» AIM OF THE EXERCISE
Give the lines of the material as a JSON list of strings, one string per line with blank lines left out. Start at the first line of the material and stop after the line that contains "[[[1270,876],[1149,833],[1142,845],[1195,952],[1270,948]]]", including both of those lines.

» RECORDS FOR THIS EXERCISE
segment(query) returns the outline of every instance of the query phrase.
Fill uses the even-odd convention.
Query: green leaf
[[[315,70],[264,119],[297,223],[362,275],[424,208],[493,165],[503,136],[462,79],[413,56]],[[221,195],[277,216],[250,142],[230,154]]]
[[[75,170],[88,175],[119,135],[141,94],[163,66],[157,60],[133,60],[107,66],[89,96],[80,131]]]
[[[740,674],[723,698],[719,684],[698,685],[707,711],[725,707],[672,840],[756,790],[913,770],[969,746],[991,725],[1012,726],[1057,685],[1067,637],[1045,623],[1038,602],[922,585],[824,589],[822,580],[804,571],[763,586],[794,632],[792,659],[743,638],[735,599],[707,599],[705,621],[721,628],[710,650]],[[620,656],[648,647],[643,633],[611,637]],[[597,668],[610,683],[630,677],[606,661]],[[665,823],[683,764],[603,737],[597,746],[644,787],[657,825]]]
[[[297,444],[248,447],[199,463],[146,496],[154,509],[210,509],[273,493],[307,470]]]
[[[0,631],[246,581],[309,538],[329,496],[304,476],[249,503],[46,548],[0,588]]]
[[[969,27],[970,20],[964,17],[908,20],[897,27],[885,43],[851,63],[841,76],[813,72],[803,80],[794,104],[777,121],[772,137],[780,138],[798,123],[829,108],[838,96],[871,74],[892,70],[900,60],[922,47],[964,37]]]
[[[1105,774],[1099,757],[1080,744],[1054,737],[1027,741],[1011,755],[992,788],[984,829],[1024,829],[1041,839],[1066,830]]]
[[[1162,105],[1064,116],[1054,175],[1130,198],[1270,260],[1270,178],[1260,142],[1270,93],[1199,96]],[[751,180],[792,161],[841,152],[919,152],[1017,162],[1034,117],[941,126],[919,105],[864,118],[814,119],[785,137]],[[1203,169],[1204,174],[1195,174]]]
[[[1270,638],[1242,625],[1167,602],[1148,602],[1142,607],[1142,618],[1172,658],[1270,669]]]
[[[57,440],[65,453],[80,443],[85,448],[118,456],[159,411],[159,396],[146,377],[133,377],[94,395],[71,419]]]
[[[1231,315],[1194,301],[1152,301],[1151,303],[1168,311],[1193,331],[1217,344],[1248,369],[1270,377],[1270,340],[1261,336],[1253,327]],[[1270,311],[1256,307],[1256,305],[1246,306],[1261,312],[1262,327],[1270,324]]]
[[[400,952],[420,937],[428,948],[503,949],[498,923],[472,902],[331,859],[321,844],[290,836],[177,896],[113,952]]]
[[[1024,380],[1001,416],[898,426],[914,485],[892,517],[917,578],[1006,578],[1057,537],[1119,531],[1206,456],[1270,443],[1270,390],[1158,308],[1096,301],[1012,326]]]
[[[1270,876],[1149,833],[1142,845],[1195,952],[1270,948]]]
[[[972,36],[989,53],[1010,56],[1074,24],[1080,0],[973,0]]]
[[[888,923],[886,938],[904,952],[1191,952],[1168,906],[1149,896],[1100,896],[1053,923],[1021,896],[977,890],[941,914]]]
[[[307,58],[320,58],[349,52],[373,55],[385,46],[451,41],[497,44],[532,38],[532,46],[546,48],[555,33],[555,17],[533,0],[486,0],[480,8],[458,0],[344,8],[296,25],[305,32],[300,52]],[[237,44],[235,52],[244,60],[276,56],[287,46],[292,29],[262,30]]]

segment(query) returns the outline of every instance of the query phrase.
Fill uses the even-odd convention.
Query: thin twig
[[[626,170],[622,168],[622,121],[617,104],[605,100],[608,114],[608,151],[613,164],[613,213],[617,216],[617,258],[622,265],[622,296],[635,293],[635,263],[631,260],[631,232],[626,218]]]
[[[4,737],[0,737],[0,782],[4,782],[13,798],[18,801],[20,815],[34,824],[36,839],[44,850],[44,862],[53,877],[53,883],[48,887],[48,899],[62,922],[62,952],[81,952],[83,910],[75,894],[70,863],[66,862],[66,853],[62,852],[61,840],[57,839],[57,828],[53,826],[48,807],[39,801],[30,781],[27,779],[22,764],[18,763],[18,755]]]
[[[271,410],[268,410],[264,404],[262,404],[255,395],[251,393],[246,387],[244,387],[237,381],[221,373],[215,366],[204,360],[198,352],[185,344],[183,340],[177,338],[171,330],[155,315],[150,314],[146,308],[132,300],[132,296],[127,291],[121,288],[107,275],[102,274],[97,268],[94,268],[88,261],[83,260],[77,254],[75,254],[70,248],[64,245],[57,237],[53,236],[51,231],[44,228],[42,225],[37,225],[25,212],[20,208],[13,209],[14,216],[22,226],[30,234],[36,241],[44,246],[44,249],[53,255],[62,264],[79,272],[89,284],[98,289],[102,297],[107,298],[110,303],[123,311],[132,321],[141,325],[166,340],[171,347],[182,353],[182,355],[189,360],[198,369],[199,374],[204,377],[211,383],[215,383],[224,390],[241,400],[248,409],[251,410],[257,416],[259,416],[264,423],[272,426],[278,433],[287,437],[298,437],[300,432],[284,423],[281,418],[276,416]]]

» FULL ANSWER
[
  "segment(query) returns the outline of every instance of the query phrase.",
  "Fill uses the even-odd convention.",
  "Query: green leaf",
  "[[[315,70],[264,119],[297,223],[362,275],[424,208],[493,165],[503,136],[462,79],[413,56]],[[221,195],[277,216],[250,142],[230,154]]]",
  "[[[75,170],[88,175],[119,135],[141,94],[163,66],[157,60],[133,60],[107,66],[89,96],[80,131]]]",
  "[[[740,674],[723,698],[719,684],[698,685],[707,711],[725,707],[672,840],[756,790],[913,770],[969,746],[991,725],[1012,726],[1057,685],[1067,637],[1045,623],[1038,602],[922,585],[824,589],[822,580],[804,571],[763,586],[794,632],[792,659],[743,638],[735,599],[707,599],[705,621],[721,628],[710,650]],[[620,656],[648,647],[643,633],[611,637]],[[597,668],[610,683],[630,677],[606,661]],[[665,823],[683,764],[603,737],[597,746],[644,787],[657,825]]]",
  "[[[297,444],[248,447],[199,463],[146,496],[154,509],[210,509],[273,493],[307,470]]]",
  "[[[0,631],[246,581],[309,538],[329,496],[304,476],[249,503],[46,548],[0,588]]]",
  "[[[969,27],[970,20],[964,17],[908,20],[897,27],[885,43],[851,63],[841,76],[813,72],[803,80],[794,104],[777,121],[772,137],[780,138],[798,123],[829,108],[838,96],[871,74],[892,70],[900,60],[922,47],[964,37]]]",
  "[[[1105,774],[1099,757],[1080,744],[1054,737],[1027,741],[1011,755],[992,788],[984,829],[1024,829],[1041,839],[1066,830]]]",
  "[[[1162,105],[1064,116],[1054,175],[1130,198],[1270,260],[1270,178],[1260,142],[1270,93],[1199,96]],[[751,180],[792,161],[841,152],[919,152],[1017,162],[1034,117],[941,126],[919,105],[864,118],[814,119],[785,137]],[[1203,169],[1204,174],[1195,174]]]",
  "[[[1270,638],[1242,625],[1167,602],[1148,602],[1142,607],[1142,618],[1172,658],[1270,669]]]",
  "[[[57,440],[65,453],[80,443],[85,448],[118,456],[159,411],[159,396],[146,377],[133,377],[94,395],[71,419]]]",
  "[[[1231,315],[1194,301],[1152,301],[1151,303],[1168,311],[1193,331],[1217,344],[1248,369],[1270,377],[1270,340],[1261,336],[1253,327]],[[1270,311],[1256,307],[1256,305],[1246,306],[1261,312],[1262,327],[1270,324]]]",
  "[[[400,952],[420,937],[428,948],[503,949],[498,923],[472,902],[331,859],[321,844],[290,836],[177,896],[113,952]]]",
  "[[[1024,380],[1001,416],[898,426],[914,485],[892,517],[917,578],[1006,578],[1057,537],[1119,531],[1206,456],[1270,443],[1270,390],[1158,308],[1096,301],[1012,326]]]",
  "[[[1270,876],[1149,833],[1142,845],[1195,952],[1270,948]]]"
]